PROBLEMS AND TASKS:
1) Condense the paragraph of the post on US incarceration that begins "A few weeks later I noticed," keeping its main facts.
2) Transcribe everything in the post on US incarceration from "Another facet of" down to "rather than criminalisation.".

Sunday 12 June 2011

Why we shouldn't follow America's lead, as far as "justice" is concerned

A series of pieces in the media have focussed my attention in recent weeks on the shockingly high proportion of US citizens who are incarcerated. It started with an article in The Economist about high rates of repeat offending:

“One in every 100 American adults is in prison or jail, one in 31 is under correctional supervision – and after their release, most will find themselves back behind bars. According to a new Pew report, 43% of American offenders are returned to their state prison within three years of their release.”

The article goes on to describe a number of programmes which are having varying degrees of success at cutting re-offending rates. It also points out the enormous cost of the prison and jail system - $60 billion per year: “a year’s stay at a state prison costs about $45,000 – Harvard would be cheaper.”

A few weeks later I noticed this fascinating documentary by Louis Theroux, in which he visits Miami’s biggest jail and interviews several of the inmates. This is the establishment where alleged criminals are held prior to trial, so from a legal standpoint every inmate is innocent (until proven otherwise). Nevertheless they are subject to abysmal living conditions with twenty people to a cell, and a brutal dog-eat-dog culture where beatings are an everyday occurrence. Those convicted then face a further stint in prison. Given the casual aggression which is part of the daily life in jail, it is easy to see why parolees trying to re-enter society have trouble fitting in.

Another facet of the ‘prison dilemma’ was described in a cover article in last weekend’s Financial Times. Economist Martin Wolf wrote about a new report by the Global Commission on Drug Policy which calls for an end to the escalating, destructive war of drugs and adoption of a policy of treatment rather than criminalisation.

“The policy on which the world has engaged for decades, at the behest of the US, is a disaster. While failing to reduce the ills of drug use at which it is addressed, [the ‘war on drugs’] has created massive collateral damage: the spread of avoidable diseases; use of drugs in dangerous forms; mass criminalisation and incarceration; a gigantic waste of public resources; corruption; creation of a cross-border network of organised crime; and the subversion of states.”

Prohibition, he points out, simply doesn’t work: where there is demand, there will be supply, and waging a war against the supply chain is pointless when the root of the problem is in your own back-yard.

Clearly something is amiss with the American system of so-called justice. As Martin Wolf, Louis Theroux and the Economist make clear, the system which the US has constructed is not one which the rest of the world ought to imitate. And it is one that, over time, most Americans will surely realise is economically and socially unsustainable.

DATA:
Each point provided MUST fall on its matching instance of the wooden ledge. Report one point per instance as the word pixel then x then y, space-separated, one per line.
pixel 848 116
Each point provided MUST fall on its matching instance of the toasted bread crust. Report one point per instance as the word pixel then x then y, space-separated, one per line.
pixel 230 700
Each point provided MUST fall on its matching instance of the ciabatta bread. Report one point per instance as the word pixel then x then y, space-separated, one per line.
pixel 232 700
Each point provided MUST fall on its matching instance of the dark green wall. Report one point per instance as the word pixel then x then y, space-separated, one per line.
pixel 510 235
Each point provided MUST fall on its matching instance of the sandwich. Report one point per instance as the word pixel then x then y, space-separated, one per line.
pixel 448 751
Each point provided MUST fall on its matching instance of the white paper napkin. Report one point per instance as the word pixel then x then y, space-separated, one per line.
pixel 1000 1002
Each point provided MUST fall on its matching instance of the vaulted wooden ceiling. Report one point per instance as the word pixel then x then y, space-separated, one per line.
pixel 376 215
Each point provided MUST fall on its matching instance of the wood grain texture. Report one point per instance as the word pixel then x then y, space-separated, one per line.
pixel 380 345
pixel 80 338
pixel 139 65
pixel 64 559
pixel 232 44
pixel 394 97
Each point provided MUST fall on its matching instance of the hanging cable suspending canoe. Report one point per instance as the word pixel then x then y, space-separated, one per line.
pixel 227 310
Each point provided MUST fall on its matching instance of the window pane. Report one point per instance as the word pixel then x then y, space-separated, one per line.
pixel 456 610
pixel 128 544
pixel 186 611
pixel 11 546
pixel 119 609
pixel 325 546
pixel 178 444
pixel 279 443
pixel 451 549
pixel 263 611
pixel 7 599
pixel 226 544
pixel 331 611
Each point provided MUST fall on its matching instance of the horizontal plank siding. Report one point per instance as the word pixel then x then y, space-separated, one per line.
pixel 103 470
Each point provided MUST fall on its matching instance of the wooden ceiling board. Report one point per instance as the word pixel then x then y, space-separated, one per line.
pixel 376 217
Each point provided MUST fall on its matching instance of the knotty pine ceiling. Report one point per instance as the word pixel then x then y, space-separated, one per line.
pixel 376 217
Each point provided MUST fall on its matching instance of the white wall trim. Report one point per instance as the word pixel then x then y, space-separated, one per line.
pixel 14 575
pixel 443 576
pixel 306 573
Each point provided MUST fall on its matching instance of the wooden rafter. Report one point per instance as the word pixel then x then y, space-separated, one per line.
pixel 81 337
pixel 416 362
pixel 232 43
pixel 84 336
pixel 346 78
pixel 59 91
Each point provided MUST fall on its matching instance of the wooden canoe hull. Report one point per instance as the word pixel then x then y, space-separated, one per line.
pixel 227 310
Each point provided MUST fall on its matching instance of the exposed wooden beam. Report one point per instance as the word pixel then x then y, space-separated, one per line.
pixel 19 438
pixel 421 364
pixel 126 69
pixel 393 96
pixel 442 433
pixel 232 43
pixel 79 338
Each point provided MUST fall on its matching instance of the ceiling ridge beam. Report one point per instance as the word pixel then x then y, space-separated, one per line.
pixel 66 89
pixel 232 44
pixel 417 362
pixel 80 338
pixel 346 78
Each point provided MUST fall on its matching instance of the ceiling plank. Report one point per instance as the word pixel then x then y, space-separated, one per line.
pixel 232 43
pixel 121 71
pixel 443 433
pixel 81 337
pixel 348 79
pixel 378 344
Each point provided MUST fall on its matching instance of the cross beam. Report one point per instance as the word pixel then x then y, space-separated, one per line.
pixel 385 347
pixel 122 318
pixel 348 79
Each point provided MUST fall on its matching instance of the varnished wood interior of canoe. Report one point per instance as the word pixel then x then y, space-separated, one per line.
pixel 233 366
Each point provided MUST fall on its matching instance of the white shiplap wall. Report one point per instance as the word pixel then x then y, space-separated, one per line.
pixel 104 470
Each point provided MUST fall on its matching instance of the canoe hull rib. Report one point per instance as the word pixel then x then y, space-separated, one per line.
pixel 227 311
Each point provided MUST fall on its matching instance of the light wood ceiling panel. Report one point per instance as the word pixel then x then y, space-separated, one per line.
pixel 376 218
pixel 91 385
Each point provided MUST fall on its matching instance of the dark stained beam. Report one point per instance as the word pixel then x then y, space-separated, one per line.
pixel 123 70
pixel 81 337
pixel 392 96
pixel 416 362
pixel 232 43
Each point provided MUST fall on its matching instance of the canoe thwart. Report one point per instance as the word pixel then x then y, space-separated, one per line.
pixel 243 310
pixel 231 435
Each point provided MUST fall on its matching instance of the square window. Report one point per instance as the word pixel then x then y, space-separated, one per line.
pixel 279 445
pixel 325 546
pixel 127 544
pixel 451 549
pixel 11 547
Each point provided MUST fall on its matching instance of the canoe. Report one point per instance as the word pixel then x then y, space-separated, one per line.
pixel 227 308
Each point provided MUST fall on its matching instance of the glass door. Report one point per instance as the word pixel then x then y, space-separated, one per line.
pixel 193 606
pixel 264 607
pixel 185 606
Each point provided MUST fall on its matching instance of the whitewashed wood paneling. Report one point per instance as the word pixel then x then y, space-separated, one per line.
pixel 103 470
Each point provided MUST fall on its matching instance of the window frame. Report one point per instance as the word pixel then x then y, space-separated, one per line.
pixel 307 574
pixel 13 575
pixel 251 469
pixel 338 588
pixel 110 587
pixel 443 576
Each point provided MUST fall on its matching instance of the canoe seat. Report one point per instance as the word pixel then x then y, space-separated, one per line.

ANSWERS BY TASK:
1) Louis Theroux's documentary visits Miami's biggest jail and interviews several inmates. The jail holds alleged criminals before trial, so legally every inmate is innocent until proven otherwise. Even so, they endure abysmal conditions, with twenty people to a cell and a brutal dog-eat-dog culture in which beatings happen every day. Those convicted then serve further time in prison. Given this everyday aggression, it is easy to see why parolees have trouble fitting back into society.

2)
Another facet of the ‘prison dilemma’ was described in a cover article in last weekend’s Financial Times. Economist Martin Wolf wrote about a new report by the Global Commission on Drug Policy which calls for an end to the escalating, destructive war of drugs and adoption of a policy of treatment rather than criminalisation.